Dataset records
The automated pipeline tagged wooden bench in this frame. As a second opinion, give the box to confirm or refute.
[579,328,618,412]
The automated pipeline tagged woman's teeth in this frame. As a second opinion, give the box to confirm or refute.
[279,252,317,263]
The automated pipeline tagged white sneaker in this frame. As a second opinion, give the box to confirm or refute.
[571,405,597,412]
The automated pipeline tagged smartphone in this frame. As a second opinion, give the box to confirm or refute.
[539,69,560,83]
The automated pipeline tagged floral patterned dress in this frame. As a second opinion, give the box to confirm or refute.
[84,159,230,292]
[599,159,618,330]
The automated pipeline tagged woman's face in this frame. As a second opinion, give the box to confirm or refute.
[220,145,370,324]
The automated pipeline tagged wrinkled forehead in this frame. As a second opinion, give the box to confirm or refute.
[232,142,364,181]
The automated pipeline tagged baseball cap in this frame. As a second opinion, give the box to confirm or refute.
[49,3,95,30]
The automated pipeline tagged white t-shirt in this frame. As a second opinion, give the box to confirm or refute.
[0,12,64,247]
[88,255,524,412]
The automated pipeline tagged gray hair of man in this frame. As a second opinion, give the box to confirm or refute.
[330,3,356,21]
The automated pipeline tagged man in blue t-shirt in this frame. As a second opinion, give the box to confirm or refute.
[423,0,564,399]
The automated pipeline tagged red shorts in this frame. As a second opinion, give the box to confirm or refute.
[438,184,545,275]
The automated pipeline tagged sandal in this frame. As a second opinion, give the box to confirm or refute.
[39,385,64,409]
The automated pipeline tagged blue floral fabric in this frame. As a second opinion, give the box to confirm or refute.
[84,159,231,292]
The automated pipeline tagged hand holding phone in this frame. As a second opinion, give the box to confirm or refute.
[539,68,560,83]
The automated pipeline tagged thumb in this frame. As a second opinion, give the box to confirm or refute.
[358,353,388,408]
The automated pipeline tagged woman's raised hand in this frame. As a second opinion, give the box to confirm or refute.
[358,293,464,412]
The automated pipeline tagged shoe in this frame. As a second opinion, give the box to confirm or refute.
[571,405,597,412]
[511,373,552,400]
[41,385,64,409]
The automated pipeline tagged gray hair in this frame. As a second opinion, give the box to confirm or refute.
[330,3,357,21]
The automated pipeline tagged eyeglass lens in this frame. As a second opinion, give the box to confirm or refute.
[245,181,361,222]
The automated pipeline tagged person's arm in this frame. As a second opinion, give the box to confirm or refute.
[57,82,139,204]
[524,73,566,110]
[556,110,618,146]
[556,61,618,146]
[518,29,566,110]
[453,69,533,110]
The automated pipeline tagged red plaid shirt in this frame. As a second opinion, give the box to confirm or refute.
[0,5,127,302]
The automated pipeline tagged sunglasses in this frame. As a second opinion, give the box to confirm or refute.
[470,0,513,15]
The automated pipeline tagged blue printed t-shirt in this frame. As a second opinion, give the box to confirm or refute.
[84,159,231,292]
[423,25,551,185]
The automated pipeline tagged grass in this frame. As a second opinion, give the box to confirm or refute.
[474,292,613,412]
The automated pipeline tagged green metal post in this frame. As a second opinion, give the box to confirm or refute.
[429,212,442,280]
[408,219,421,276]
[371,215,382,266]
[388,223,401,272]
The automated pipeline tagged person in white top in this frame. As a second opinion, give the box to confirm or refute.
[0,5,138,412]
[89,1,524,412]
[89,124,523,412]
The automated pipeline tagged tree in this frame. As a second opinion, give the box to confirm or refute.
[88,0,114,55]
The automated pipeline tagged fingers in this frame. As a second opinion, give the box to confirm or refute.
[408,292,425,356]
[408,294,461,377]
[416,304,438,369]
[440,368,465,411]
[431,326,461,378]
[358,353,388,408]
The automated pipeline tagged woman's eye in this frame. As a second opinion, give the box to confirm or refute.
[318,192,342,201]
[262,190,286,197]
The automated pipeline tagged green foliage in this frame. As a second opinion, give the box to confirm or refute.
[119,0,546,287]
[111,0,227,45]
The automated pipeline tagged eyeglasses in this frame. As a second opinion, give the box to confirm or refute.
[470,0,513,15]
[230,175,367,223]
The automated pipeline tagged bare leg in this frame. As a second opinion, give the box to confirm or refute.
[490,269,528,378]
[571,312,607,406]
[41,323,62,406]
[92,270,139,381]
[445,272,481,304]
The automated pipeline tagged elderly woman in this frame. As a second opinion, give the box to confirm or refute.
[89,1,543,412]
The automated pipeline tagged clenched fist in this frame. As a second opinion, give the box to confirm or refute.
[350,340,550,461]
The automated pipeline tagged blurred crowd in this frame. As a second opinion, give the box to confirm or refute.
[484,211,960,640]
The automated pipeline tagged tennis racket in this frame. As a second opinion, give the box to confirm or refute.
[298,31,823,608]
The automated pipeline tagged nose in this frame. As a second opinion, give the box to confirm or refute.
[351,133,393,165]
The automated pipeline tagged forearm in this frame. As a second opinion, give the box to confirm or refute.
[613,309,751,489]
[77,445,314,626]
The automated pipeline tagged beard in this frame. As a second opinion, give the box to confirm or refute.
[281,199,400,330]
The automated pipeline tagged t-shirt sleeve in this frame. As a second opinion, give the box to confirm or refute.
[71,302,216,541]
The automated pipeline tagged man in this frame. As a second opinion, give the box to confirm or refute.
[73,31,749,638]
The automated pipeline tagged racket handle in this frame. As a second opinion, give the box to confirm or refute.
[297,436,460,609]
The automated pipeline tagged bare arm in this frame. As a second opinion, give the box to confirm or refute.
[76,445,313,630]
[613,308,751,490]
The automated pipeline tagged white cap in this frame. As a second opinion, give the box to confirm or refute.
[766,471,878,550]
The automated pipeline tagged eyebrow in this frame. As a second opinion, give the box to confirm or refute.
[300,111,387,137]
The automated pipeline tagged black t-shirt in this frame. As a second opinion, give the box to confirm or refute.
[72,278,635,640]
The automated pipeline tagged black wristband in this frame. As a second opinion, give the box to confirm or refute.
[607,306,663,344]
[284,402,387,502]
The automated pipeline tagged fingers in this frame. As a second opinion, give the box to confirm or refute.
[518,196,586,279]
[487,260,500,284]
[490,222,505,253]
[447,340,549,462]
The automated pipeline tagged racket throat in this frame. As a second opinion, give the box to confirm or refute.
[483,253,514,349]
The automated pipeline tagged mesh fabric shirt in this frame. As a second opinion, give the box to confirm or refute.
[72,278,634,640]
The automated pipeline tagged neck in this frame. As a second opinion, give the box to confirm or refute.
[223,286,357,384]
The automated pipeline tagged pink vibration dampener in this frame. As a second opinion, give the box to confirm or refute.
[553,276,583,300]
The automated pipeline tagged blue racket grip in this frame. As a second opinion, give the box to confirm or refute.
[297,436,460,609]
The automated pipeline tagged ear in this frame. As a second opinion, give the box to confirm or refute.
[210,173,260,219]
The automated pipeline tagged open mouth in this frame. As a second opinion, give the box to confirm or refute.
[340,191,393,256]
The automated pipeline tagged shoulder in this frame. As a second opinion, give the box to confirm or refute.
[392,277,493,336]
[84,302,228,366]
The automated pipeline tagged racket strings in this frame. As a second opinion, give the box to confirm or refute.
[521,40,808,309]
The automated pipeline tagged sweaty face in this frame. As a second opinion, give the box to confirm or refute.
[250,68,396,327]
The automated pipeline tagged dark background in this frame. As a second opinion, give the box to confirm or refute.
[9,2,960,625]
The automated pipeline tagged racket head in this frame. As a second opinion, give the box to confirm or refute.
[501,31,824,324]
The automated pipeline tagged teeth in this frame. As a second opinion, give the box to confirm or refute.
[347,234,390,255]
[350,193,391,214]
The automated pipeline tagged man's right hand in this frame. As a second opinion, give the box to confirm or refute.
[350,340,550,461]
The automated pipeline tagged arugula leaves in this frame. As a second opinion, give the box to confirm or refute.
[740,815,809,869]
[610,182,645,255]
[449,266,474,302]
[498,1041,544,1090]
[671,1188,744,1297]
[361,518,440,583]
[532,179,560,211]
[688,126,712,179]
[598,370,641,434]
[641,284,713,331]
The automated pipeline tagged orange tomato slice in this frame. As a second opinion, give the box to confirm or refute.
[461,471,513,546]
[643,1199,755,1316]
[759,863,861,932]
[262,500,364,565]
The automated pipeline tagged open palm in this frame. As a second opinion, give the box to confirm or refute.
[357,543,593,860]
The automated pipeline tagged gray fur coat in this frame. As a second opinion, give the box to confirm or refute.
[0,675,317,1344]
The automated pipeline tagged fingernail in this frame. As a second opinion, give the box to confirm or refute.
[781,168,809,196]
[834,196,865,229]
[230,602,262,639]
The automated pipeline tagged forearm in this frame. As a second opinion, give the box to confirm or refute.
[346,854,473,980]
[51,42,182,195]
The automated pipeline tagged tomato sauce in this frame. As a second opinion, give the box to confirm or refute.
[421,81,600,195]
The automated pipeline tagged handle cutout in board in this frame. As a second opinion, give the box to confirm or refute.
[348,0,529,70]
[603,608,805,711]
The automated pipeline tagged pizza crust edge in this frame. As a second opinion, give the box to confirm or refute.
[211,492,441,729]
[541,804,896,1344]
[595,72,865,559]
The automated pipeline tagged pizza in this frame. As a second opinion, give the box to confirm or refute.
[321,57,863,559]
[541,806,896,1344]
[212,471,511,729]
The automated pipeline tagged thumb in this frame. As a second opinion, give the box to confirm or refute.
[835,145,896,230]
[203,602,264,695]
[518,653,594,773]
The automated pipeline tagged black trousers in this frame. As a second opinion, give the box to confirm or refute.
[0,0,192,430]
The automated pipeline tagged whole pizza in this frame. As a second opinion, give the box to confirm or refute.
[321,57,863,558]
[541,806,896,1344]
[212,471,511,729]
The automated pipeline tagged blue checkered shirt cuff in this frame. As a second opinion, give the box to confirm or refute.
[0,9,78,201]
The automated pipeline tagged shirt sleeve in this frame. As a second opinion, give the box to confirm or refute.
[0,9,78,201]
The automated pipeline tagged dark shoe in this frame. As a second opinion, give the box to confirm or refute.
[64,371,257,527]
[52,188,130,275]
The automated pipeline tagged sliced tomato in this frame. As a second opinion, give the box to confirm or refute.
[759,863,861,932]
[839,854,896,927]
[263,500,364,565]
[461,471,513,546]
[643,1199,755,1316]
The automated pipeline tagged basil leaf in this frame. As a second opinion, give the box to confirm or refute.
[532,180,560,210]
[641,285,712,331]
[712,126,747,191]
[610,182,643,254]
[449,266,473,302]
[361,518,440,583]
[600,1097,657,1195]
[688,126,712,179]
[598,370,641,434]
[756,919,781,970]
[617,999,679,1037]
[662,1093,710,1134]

→ OBJECTIVE
Write out the part of the data above that opens with the line containing "The automated pipeline tagged tennis" and closes with the line containing "[300,111,387,137]", with both of those lines included, copying each line exactly.

→ TASK RESPONSE
The automated pipeline tagged tennis racket in this frame. As a second opinion, give the box to confirm or refute.
[298,31,823,608]
The automated pipeline tagged nose in this frame. As a second opinion, give the box to confirm or refute.
[351,133,393,165]
The automated pipeline tagged forearm in this frame. As a second opinion, give the box to confirm or refute.
[613,309,751,489]
[77,445,314,626]
The automated pipeline tagged beard in this frame. As a second opinion, give the box to confirm or refute.
[281,199,400,330]
The automated pipeline tagged t-shirt sleeve in this frame. As a second opinion, give the box to confirm or refute.
[71,302,216,541]
The automated pipeline tagged man in this frame. As a second opinion, give the box to confirm or refute.
[73,31,749,638]
The automated pipeline tagged racket handle in this frame. As a second opinion, give the box to confirm or refute.
[297,436,460,609]
The automated pipeline tagged bare arm in this frame. As a second opinion, give the box to confirm or refute.
[76,445,313,630]
[613,308,751,490]
The automated pipeline tagged white cap in this frame. As a second opinion, give the box to confirm or refute.
[766,471,878,550]
The automated pipeline tagged eyebrow in this frame. As a second opinion, give the box to confirm or refute.
[300,111,387,137]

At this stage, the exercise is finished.